TRAVAIL À FAIRE
1 - Reproduisez fidèlement le passage du rapport qui commence par « Rapport sur les » et se poursuit jusqu'à « de l’Europe (CPLRE) ».
2 - D'après le rapport, où et à quelles dates les observateurs du Congrès ont-ils suivi leur session de formation ?
3 - Selon le rapport, pourquoi le Congrès était-il le principal organe politique présent pour observer ces élections ? Répondez en une à trois phrases.

PAGE
----

Strasbourg, 8 janvier 2003.

CG/Bur (9) 80

Rapport sur les éléctions municipales au Kosovo - 26 octobre 2002

Rapporteur : M. Tomas JIRSA (République tchèque)

Document adopté par le Bureau du Congrès le 16 décembre 2002

Introduction

Mission d’observation du Congrès des pouvoirs locaux et régionaux de l’Europe (CPLRE)

1. Lors des deuxièmes élections municipales au Kosovo1, organisées par l’OSCE (en application de la Résolution 1244 de l’ONU) et la Mission d’administration intérimaire des Nations Unies au Kosovo (MINUK), le CPLRE a participé à une mission d’observation impliquant quelque 120 observateurs (et 200 observateurs internationaux indépendants), coordonnée par la MOECE III (Mission d’observation des élections du Conseil de l’Europe III). Cette dernière, créée spécialement par le Conseil de l’Europe en juillet 2002, est placée sous l’autorité de l’Ambassadeur Civiletti (Italie) et de György Bergou, membre du Secrétariat du CPLRE.

2. Huit membres du Congrès et deux membres du Secrétariat du CPLRE ont participé à l’observation de ces élections municipales, qui se sont tenues le 26 octobre 2002. Leurs noms et lieux de déploiement sont indiqués à l’annexe 1. M. Tomas Jirsa (République tchèque), qui conduisait la délégation du Congrès, a également été nommé rapporteur.

3. L’Union européenne et l’OSCE n’étaient ni l’une ni l’autre représentées par une délégation politique et l’Assemblée parlementaire du Conseil de l’Europe n’avait envoyé qu’une petite délégation. De ce fait, le Congrès était le principal organe politique présent pour observer ces élections.

4. Les observateurs du Congrès ont suivi une session de formation à Pristina, du 22 au 24 octobre 2002. Le 24 octobre, la délégation du CPLRE a rencontré M. Faruk Spahija, maire de Mitrovica. Le 25 octobre, un membre de la délégation (M. Tokus, Turquie, accompagné d’un représentant du Secrétariat) a tenu une réunion à Pristina avec des membres de l’Association des communes du Kosovo, sous la présidence de M. Lutfi Haziri, maire de Gjilan.

5. Le 25 octobre, un membre du Congrès (M. Tokus, Turquie) et un représentant de son Secrétariat ont participé conjointement avec la délégation de l’Assemblée parlementaire à des réunions avec les représentants politiques du Kosovo dont la liste suit :
- Ibrahim Rugova, président, LDK ;
- Ramush Haradinaj, chef de l’Alliance pour l’avenir du Kosovo (AAK) ;
- Hashim Thaci, chef de parti, PDK.

----

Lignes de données

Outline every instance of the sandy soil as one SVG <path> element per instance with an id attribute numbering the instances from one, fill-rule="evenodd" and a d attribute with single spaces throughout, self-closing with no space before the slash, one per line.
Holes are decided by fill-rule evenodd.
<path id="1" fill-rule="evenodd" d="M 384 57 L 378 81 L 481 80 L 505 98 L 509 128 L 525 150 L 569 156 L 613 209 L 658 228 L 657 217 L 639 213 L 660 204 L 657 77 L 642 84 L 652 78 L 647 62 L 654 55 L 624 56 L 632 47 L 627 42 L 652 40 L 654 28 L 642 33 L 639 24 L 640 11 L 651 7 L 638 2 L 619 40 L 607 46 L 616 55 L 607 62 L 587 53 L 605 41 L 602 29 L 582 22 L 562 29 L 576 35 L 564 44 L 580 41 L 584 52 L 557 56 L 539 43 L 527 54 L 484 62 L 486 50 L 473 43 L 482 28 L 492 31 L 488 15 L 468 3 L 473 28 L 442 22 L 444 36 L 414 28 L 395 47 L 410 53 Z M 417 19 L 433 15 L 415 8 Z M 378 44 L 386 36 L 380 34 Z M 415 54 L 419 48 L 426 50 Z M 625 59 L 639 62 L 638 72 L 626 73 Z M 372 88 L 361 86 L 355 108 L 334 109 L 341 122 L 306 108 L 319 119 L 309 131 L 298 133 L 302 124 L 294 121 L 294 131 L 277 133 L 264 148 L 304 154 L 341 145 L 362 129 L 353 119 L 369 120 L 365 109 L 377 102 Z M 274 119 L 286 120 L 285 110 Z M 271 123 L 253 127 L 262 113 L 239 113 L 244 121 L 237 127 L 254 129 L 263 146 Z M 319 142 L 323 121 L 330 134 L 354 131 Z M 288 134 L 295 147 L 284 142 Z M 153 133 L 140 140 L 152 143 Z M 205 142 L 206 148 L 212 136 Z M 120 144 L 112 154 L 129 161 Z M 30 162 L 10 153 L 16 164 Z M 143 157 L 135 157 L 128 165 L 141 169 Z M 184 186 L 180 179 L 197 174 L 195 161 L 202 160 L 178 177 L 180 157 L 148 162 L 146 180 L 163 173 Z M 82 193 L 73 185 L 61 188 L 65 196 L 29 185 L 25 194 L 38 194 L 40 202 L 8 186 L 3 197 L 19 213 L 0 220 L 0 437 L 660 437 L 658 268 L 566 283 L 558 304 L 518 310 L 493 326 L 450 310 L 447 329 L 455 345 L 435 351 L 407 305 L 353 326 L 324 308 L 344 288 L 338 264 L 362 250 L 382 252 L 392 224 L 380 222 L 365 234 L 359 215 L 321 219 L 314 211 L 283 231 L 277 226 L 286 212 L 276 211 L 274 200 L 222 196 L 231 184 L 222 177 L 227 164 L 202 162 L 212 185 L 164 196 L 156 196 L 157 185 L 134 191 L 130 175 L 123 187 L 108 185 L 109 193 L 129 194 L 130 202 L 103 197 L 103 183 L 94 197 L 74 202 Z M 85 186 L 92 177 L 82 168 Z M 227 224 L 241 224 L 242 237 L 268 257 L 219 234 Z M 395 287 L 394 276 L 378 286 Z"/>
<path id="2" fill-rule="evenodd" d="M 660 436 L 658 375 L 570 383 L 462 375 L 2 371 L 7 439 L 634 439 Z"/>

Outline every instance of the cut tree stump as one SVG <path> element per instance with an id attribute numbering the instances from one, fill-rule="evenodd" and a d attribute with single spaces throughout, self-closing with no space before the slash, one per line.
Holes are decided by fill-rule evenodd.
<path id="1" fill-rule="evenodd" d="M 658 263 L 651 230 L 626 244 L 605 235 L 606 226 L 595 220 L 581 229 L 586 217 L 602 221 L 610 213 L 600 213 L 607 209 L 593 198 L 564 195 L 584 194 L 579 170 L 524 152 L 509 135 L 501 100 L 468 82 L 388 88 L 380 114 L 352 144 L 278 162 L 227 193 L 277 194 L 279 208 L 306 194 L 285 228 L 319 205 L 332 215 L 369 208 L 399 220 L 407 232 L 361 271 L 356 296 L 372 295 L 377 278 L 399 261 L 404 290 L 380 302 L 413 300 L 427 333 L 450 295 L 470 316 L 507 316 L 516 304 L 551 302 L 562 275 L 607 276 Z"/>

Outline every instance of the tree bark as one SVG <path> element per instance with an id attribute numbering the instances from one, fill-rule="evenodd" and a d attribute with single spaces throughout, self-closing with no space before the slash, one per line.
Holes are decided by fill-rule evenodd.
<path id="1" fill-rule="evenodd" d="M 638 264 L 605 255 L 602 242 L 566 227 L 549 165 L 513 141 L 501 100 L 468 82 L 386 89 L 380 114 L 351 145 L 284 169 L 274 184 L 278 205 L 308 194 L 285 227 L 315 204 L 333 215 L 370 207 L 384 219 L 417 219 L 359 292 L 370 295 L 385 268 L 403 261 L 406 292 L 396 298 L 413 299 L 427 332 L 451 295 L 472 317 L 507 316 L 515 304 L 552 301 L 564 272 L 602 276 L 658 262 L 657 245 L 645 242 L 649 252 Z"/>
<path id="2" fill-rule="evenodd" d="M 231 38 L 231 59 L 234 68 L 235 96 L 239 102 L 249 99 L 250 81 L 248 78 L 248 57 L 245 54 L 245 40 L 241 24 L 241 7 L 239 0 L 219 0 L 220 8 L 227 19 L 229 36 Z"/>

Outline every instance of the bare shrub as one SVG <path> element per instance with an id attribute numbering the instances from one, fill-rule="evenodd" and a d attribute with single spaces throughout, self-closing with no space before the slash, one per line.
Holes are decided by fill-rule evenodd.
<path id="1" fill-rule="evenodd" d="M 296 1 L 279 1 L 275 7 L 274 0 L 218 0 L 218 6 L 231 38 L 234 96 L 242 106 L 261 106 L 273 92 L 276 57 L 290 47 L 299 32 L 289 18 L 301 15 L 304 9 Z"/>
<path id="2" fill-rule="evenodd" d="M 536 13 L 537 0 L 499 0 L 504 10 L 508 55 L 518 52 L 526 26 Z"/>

----

SOLUTIONS PAR TÂCHE
1 -
Rapport sur les éléctions municipales au Kosovo - 26 octobre 2002

Rapporteur : M. Tomas JIRSA (République tchèque)

Document adopté par le Bureau du Congrès le 16 décembre 2002

Introduction

Mission d’observation du Congrès des pouvoirs locaux et régionaux de l’Europe (CPLRE)

2 - À Pristina, du 22 au 24 octobre 2002.

3 - Ni l'Union européenne ni l'OSCE n'étaient représentées par une délégation politique, et l'Assemblée parlementaire du Conseil de l'Europe n'avait envoyé qu'une petite délégation. De ce fait, le Congrès était le principal organe politique présent.